Work instructions ▸ Exactly as they appear below, repeat the lines from the one with "TARGET: person wearing white hat" through the one with "SAMPLE: (131,4)", and no others.

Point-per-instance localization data
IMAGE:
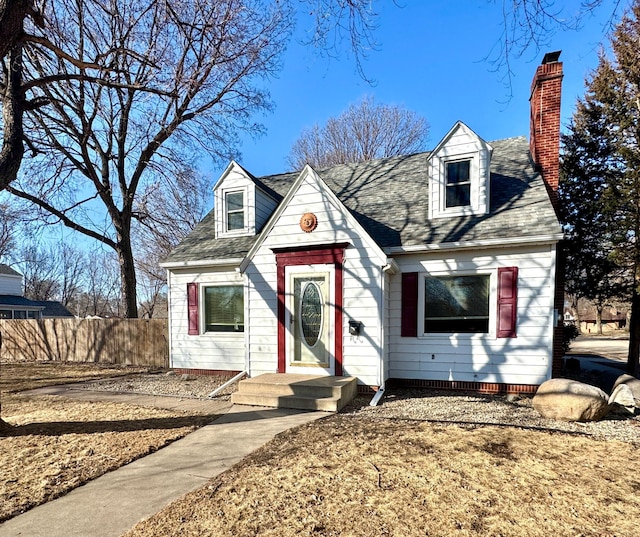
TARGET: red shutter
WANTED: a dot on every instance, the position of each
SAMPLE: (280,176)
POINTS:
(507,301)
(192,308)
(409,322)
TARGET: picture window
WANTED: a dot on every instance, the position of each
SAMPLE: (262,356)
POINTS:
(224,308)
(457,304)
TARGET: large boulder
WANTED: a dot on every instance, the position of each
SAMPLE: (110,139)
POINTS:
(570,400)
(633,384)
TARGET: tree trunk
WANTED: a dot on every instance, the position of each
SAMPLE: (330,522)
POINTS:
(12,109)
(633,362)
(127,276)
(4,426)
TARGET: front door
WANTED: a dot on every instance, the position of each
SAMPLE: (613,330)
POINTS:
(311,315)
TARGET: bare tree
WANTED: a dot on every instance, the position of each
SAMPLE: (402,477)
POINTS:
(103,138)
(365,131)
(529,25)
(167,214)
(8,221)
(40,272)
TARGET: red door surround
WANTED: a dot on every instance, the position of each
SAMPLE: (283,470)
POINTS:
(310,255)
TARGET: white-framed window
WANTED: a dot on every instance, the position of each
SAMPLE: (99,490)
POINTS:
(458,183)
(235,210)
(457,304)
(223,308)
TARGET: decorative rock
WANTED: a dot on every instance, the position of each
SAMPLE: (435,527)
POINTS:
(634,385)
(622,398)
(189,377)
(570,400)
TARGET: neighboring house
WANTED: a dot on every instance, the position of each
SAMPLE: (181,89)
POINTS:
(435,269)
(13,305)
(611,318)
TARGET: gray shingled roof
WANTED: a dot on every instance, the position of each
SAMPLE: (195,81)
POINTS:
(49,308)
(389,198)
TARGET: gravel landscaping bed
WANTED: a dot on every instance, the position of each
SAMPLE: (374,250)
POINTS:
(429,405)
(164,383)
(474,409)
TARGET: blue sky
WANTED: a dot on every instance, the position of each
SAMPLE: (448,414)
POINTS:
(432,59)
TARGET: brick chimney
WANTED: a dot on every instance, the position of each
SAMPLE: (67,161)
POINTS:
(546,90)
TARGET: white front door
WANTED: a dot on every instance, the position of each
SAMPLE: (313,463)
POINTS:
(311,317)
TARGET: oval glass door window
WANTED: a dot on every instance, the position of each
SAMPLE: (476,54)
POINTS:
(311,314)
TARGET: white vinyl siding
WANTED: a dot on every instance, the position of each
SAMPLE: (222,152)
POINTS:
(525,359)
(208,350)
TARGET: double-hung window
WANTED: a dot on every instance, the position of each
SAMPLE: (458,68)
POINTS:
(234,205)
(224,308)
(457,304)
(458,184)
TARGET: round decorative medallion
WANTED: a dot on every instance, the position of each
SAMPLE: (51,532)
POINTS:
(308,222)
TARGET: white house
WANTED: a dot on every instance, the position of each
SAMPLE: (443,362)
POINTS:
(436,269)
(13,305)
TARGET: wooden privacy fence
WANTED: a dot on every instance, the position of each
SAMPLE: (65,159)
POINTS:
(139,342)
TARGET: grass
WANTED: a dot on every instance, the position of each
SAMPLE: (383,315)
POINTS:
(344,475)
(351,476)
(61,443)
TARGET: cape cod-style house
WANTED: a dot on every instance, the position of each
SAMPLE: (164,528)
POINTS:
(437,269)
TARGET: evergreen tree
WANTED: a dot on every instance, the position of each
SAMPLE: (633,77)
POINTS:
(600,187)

---

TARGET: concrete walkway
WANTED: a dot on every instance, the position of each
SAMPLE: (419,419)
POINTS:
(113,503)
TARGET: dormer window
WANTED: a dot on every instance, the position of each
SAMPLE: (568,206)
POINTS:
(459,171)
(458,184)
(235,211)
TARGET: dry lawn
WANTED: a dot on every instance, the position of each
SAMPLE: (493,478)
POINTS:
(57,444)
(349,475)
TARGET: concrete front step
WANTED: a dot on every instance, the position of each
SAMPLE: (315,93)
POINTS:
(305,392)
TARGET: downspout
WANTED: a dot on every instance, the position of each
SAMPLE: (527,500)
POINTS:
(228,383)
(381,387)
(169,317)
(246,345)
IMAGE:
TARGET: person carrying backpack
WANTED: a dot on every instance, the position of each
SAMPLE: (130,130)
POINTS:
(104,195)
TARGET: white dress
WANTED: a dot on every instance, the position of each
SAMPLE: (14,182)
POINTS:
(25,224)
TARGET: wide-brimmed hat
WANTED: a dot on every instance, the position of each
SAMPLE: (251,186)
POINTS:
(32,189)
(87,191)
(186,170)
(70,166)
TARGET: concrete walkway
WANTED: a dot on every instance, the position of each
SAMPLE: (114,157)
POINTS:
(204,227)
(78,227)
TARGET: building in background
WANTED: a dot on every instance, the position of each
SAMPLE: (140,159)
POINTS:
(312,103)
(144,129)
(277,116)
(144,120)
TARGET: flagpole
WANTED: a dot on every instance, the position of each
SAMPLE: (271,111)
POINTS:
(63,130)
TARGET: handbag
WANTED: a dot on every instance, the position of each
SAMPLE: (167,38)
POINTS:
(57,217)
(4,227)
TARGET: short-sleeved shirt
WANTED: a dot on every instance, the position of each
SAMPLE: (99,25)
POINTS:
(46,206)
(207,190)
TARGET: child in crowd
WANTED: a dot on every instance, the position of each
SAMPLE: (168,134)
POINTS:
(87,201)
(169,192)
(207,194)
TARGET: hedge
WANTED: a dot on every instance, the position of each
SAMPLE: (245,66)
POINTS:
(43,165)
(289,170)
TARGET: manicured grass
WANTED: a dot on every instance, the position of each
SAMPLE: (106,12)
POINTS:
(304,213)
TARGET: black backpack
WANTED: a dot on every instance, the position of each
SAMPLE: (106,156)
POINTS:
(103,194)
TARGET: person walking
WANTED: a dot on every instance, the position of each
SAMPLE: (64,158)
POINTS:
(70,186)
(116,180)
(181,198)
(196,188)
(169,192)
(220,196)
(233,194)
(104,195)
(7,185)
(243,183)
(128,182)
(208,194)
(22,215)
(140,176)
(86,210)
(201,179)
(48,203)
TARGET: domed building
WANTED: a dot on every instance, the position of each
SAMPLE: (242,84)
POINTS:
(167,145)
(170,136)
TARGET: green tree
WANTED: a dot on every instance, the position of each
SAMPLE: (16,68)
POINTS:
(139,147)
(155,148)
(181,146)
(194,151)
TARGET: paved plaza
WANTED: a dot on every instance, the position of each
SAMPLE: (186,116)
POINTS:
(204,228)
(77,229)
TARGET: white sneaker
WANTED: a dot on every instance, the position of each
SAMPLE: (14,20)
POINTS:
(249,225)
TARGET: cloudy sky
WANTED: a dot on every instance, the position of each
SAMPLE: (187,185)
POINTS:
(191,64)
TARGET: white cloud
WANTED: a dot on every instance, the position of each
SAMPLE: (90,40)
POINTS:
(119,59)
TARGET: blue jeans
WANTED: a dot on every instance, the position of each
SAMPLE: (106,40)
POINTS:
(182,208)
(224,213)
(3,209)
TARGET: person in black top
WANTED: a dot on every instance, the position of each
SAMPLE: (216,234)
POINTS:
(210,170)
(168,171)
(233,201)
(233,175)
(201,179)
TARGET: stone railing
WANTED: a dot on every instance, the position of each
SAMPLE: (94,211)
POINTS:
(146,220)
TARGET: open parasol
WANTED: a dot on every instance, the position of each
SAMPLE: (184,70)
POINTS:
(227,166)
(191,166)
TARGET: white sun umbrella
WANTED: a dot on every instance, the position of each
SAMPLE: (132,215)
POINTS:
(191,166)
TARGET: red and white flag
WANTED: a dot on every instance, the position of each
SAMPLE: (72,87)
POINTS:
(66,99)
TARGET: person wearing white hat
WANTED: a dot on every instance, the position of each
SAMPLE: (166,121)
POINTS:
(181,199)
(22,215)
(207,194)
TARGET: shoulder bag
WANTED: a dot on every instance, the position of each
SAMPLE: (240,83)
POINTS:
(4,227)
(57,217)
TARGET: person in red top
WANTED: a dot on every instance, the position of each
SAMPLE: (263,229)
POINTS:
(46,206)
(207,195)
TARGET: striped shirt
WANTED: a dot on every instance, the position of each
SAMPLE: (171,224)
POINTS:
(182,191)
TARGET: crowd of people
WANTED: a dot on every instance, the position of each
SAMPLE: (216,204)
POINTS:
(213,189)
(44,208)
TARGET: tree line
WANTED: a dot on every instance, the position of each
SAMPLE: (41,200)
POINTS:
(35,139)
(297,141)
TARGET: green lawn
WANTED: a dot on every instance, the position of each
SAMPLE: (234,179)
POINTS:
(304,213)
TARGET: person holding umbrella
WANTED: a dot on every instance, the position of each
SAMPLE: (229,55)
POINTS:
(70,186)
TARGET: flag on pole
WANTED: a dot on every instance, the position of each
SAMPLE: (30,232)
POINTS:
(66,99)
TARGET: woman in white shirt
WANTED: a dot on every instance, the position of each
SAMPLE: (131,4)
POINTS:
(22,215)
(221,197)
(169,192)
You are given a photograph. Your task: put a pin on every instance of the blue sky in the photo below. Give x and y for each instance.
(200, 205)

...

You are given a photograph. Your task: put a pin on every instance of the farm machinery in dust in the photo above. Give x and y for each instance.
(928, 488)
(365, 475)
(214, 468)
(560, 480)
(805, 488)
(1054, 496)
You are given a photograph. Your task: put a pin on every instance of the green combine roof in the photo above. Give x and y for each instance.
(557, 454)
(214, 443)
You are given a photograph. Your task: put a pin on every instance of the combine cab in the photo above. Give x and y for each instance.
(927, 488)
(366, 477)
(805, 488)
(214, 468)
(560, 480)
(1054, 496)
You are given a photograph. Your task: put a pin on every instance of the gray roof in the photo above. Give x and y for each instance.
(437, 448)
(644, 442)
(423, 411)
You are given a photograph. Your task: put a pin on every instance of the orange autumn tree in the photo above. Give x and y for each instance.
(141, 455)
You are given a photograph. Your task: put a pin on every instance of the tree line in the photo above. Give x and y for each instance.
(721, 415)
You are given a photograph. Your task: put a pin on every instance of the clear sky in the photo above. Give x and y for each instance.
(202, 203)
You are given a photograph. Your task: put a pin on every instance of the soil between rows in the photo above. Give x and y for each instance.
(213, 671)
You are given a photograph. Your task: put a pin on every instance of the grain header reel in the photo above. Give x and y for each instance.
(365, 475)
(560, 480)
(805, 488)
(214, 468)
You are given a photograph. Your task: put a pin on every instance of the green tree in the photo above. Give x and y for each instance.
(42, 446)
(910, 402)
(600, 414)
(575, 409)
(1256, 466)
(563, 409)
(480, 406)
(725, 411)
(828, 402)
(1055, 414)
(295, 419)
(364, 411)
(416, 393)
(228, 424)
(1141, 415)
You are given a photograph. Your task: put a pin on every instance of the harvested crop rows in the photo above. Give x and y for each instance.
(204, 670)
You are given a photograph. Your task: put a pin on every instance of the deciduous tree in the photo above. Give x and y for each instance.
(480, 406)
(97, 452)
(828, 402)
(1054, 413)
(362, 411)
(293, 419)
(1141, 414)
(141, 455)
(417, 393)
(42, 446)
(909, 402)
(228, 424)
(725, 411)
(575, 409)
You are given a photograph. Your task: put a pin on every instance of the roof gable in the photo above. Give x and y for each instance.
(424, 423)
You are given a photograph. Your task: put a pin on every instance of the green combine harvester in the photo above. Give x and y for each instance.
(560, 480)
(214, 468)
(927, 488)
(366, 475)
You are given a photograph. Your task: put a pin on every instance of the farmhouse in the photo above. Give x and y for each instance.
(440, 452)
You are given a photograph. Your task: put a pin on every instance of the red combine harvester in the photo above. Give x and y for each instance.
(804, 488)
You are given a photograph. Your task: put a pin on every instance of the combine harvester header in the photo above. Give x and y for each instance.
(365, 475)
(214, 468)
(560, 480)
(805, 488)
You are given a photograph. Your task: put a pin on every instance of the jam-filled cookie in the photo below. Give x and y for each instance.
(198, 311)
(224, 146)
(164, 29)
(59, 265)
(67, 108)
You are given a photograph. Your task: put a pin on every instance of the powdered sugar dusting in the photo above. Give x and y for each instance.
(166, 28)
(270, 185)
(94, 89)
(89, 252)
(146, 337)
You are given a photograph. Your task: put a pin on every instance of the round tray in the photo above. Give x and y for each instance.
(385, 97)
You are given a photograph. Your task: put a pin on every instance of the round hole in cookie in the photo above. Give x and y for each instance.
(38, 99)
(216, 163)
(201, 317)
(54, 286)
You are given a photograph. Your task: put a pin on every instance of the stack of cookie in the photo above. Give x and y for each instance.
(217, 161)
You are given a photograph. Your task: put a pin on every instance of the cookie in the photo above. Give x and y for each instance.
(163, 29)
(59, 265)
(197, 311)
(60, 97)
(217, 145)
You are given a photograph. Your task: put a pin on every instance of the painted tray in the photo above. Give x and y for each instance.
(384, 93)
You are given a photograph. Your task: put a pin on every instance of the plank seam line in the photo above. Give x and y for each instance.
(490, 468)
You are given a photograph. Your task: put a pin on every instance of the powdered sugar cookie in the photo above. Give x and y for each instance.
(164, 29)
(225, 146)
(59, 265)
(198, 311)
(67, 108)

Task response ▸
TARGET: person wearing white hat
WANTED: a dot on every instance, the position of each
SAMPLE: (166,121)
POINTS:
(181,199)
(22,215)
(207,194)
TARGET: shoulder bag
WANTED: a dot on every instance, the position of each
SAMPLE: (240,83)
POINTS:
(4,227)
(57,217)
TARGET: person in red top
WANTED: a dot on every instance, the position of each
SAMPLE: (263,229)
POINTS:
(46,206)
(207,195)
TARGET: striped shirt
WANTED: a dot on every instance, the position of each
SAMPLE: (171,224)
POINTS:
(182,191)
TARGET: crowd of people
WANTED: a dot on every instance, the position of each
SAMPLE: (216,204)
POINTS:
(213,189)
(44,208)
TARGET: tree line
WANTED: a dot on every instance, the position of each
SAMPLE: (41,200)
POINTS:
(35,139)
(297,141)
TARGET: green lawn
WANTED: a dot on every instance, the position of each
SAMPLE: (234,179)
POINTS:
(304,213)
TARGET: person holding umbrella
WANTED: a dot on every instance, the position of each
SAMPLE: (229,55)
POINTS:
(70,186)
TARGET: flag on pole
WANTED: a dot on every instance, the position of each
SAMPLE: (30,232)
POINTS:
(66,99)
TARGET: woman in white shirt
WANTED: a dot on every instance, the position of each
SAMPLE: (131,4)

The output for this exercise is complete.